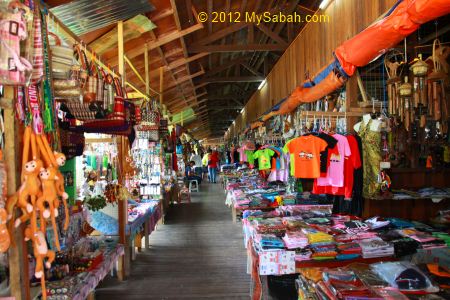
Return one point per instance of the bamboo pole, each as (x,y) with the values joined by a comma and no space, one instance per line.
(161,85)
(147,70)
(18,260)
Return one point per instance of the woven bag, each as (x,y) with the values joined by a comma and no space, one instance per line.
(13,30)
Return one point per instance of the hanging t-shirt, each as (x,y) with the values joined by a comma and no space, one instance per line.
(335,173)
(263,157)
(324,155)
(306,151)
(351,164)
(250,158)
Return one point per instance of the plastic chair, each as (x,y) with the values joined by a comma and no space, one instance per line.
(193,185)
(184,195)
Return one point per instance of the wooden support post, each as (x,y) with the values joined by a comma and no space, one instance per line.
(18,260)
(146,235)
(120,271)
(91,296)
(147,71)
(351,90)
(120,48)
(161,85)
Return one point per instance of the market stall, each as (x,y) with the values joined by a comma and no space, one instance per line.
(71,214)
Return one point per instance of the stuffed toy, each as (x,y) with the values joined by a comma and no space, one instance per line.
(50,197)
(31,187)
(59,181)
(40,251)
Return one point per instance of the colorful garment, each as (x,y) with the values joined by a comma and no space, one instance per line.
(263,157)
(335,173)
(306,151)
(371,142)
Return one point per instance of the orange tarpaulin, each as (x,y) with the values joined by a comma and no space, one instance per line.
(303,95)
(378,38)
(375,40)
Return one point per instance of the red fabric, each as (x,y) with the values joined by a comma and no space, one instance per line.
(331,151)
(213,160)
(350,164)
(304,95)
(388,32)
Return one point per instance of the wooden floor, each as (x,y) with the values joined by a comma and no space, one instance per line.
(198,254)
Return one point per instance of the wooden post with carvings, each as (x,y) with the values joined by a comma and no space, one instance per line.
(18,256)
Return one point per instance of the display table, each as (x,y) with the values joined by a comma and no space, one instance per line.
(81,286)
(420,209)
(149,214)
(259,288)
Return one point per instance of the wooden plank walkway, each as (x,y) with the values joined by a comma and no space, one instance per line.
(198,254)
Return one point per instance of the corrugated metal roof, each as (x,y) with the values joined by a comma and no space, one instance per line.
(83,16)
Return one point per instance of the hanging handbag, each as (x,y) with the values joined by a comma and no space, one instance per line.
(100,88)
(38,49)
(119,106)
(62,57)
(163,128)
(90,89)
(108,91)
(13,30)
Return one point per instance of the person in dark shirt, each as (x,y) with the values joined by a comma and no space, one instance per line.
(190,174)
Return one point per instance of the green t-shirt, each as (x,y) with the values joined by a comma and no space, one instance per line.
(264,157)
(292,157)
(250,158)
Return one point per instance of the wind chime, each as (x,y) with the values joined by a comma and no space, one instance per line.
(438,108)
(393,81)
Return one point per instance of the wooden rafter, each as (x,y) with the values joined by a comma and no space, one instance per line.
(132,51)
(183,44)
(221,33)
(226,65)
(185,78)
(271,34)
(232,79)
(236,48)
(161,15)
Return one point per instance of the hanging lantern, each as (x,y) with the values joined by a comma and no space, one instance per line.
(419,68)
(405,89)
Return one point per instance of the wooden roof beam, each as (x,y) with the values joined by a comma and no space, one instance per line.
(222,33)
(274,36)
(233,79)
(133,52)
(161,15)
(185,78)
(237,48)
(226,65)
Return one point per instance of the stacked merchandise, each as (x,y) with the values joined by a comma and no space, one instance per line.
(315,234)
(343,283)
(266,242)
(295,239)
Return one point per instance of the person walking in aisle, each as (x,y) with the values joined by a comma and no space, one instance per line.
(212,165)
(205,160)
(198,163)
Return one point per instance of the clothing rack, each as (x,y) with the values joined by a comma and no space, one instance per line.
(68,33)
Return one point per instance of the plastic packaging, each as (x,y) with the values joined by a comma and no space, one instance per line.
(405,276)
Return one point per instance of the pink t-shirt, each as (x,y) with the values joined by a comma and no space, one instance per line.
(242,155)
(335,173)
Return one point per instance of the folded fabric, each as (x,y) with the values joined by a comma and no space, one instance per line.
(342,256)
(376,247)
(295,239)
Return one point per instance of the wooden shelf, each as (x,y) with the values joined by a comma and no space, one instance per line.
(331,114)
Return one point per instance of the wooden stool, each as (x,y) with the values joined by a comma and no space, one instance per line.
(185,195)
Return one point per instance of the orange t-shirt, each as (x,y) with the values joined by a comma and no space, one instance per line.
(306,151)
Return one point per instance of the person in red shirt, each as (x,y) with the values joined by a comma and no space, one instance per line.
(212,165)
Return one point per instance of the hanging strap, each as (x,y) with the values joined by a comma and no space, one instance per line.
(33,102)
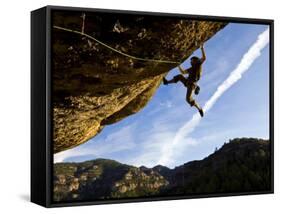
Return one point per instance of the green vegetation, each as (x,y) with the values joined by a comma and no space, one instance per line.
(242,165)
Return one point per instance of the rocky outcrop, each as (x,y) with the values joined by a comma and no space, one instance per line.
(94,86)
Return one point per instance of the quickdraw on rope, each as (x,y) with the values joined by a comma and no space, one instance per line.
(115,50)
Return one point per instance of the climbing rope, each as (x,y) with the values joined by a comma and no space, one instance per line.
(115,50)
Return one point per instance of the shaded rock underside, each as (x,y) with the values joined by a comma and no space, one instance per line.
(94,86)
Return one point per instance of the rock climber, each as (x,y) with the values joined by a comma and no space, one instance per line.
(190,82)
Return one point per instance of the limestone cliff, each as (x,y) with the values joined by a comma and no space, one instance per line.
(94,86)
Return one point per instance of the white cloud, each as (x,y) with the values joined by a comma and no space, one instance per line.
(247,60)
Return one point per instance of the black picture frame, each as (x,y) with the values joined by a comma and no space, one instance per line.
(41,104)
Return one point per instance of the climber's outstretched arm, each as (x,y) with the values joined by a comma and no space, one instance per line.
(203,54)
(182,70)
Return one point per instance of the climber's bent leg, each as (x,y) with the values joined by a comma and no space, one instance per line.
(191,101)
(175,79)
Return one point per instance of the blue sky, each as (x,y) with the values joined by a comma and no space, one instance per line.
(242,111)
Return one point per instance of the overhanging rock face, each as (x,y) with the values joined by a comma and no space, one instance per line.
(94,86)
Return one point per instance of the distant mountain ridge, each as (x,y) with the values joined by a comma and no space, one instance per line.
(242,165)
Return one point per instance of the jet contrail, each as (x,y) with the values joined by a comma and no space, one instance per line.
(247,60)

※

--- Assignment ---
Without the pictures, write out every line above exactly as it appears.

--- Solution for this exercise ---
Return one point per instance of the bamboo pole, each as (x,y) with the values joined by a comma and no space, one instance per line.
(161,85)
(147,70)
(18,260)
Return one point per instance of the woven bag, each as (x,y) with the values joined by a comma and no space, one instance per line.
(13,30)
Return one point per instance of the hanging t-shirt, each as (x,y) with the values joined by a comma and no space, one instance per line.
(335,173)
(263,157)
(324,155)
(306,151)
(351,164)
(250,158)
Return one point per instance of the plastic chair, each as (x,y) with the values joined by a comma and no space, one instance per line.
(193,185)
(184,195)
Return one point per instance of the wooden support post, each as (x,y) with the values joined by a comma and no space, one instance per line.
(18,260)
(146,235)
(120,271)
(91,296)
(147,71)
(351,90)
(120,48)
(161,85)
Return one point per instance of the market stall, each as (x,y) with the values joined by a comma and no space, one instance per line.
(71,214)
Return one point per instance of the stuffed toy, each as (x,y) with the values joined by a comma and no space, one instance per line.
(50,197)
(31,187)
(59,181)
(40,251)
Return one point per instance of the colorful garment, each as (x,y) with the values joined by a comma and no space, one instance per line.
(263,157)
(335,173)
(306,151)
(371,142)
Return one point per instance of the orange tarpaulin, each as (x,y) with the values joined by a comma and no space, one instance per line.
(303,95)
(378,38)
(375,40)
Return one point per instance of the red fabric, each as (x,y) with the values joined by a comma and no space, one instance per line.
(331,151)
(213,160)
(350,164)
(304,95)
(388,32)
Return one point per instance of the wooden floor, each as (x,y) with the values joined by a comma and no space, one instance per line.
(198,254)
Return one point per instance of the wooden post with carvings, each as (x,y) with the values joined by a comma and no space, one instance per line.
(18,256)
Return one point per instance of the display table, each as (x,y) with the values joined by a comma and no space, one instance per line.
(81,286)
(420,209)
(149,214)
(259,288)
Return one point per instance of the wooden plank walkway, each as (x,y) with the values joined by a comma and no space, one instance per line.
(198,254)
Return one point per instance of the corrugated metal roof, each as (x,y) with the values joined by a comma and no space, one instance per line.
(83,16)
Return one point per instance of the hanging handbag, each as (x,y) with the values joined by a comma and no space, one instance per line.
(100,88)
(38,49)
(119,106)
(62,57)
(163,128)
(90,89)
(108,91)
(13,30)
Return one point per instance of the person in dark shirt, each as (x,y) with the values joined by a comma and no space, one instance per line.
(190,174)
Return one point per instance of the green t-shirt, each as (x,y) with the values joined by a comma and no space, one instance per line.
(264,157)
(292,157)
(250,158)
Return one point per instance of the wind chime, each as (x,y) with the values joined by a comma and no space, one instance per line.
(438,108)
(393,81)
Return one point per instance of the wooden rafter, each as (x,y) with the values joined by a comma and no space, one instance per line.
(132,51)
(183,44)
(221,33)
(226,65)
(185,78)
(271,34)
(232,79)
(236,48)
(161,15)
Return one point per instance of the hanging lantern, each as (x,y) with the values joined by a comma and no space, one instance per line.
(419,68)
(405,89)
Return one point per instance of the wooden roof beam, each as (x,y) with the values joined by a comma and no space, one instance per line.
(222,33)
(274,36)
(233,79)
(133,52)
(161,15)
(185,78)
(237,48)
(226,65)
Return one point per instance of the stacked merchandise, each as (x,y) with the values joined by a comma and no space, one instance per line.
(315,234)
(343,283)
(266,242)
(295,239)
Return one point per instance of the person walking in aisle, each as (x,y) with the values joined by a comma and no space, one instance per line.
(212,165)
(205,160)
(198,163)
Return one point per instance of the clothing rack, each as (x,y) with the values joined by a comma and no space, one instance per line.
(68,33)
Return one point per instance of the plastic packaging, each as (x,y) with the values joined by a comma and no space, one instance per line.
(405,276)
Return one point per instance of the pink t-shirt, each as (x,y) with the values joined by a comma and no space, one instance per line.
(242,155)
(335,173)
Return one point per instance of the folded fabric, each as (x,y) with the values joined by a comma and no space, one instance per line.
(342,256)
(376,247)
(295,239)
Return one point per instance of the wooden shelf, each as (x,y) with the values joined by a comma and no space, one instance per line.
(331,114)
Return one point per instance of the wooden stool, each as (x,y) with the values joined by a comma and no space, one instance per line.
(185,195)
Return one point per instance of the orange t-shirt, each as (x,y) with the values joined by a comma and no space, one instance per line.
(306,151)
Return one point per instance of the person in red shirt, each as (x,y) with the values joined by a comma and no space, one instance per line.
(212,165)
Return one point per instance of the hanging strap, each as (x,y) with the values joined by a comma and no space, one instance per line.
(33,102)
Return one point per instance of the green vegetation, each as (x,y) with the values joined by a comma and no space, one instance per line.
(242,165)
Return one point per instance of the rocky outcrop, each as (x,y) with the values joined by a comma and no space, one instance per line.
(94,86)
Return one point per instance of the quickdraw on rope, each as (x,y) with the values joined by a comma and no space, one instance per line.
(115,50)
Return one point per instance of the climbing rope, each as (x,y) with the values joined by a comma and no space, one instance per line.
(115,50)
Return one point per instance of the shaded rock underside, each as (x,y) with the values joined by a comma and no space, one instance per line.
(94,86)
Return one point per instance of the rock climber, each as (x,y) with the values joined by a comma and no space, one instance per line.
(190,82)
Return one point per instance of the limestone cliff, each as (x,y) with the values joined by a comma and no space, one instance per line.
(94,86)
Return one point per instance of the white cloud, each as (x,y) with the values joined by a comma and no space, one instance per line.
(247,60)
Return one point per instance of the black picture frame, each as (x,y) with the values joined by a comma and no space, one instance per line.
(41,104)
Return one point per instance of the climber's outstretched arm, each as (x,y) with the values joined by a comma and no space, one instance per line.
(203,54)
(182,70)
Return one point per instance of the climber's bent leg, each as (x,y) with the values joined by a comma and no space, one instance per line.
(191,101)
(175,79)
Return one point per instance of the blue sky, each as (x,y) with the values joined by a comma and no space, one instance per line.
(242,111)
Return one point per instance of the overhanging rock face, each as (x,y) with the values joined by a comma and no space, one instance per line.
(94,86)
Return one point per instance of the distant mountain ridge, each as (x,y) with the values joined by a comma and no space, one instance per line.
(242,165)
Return one point per instance of the jet contrail, each as (x,y) with the values joined by a comma and no space, one instance per line.
(247,60)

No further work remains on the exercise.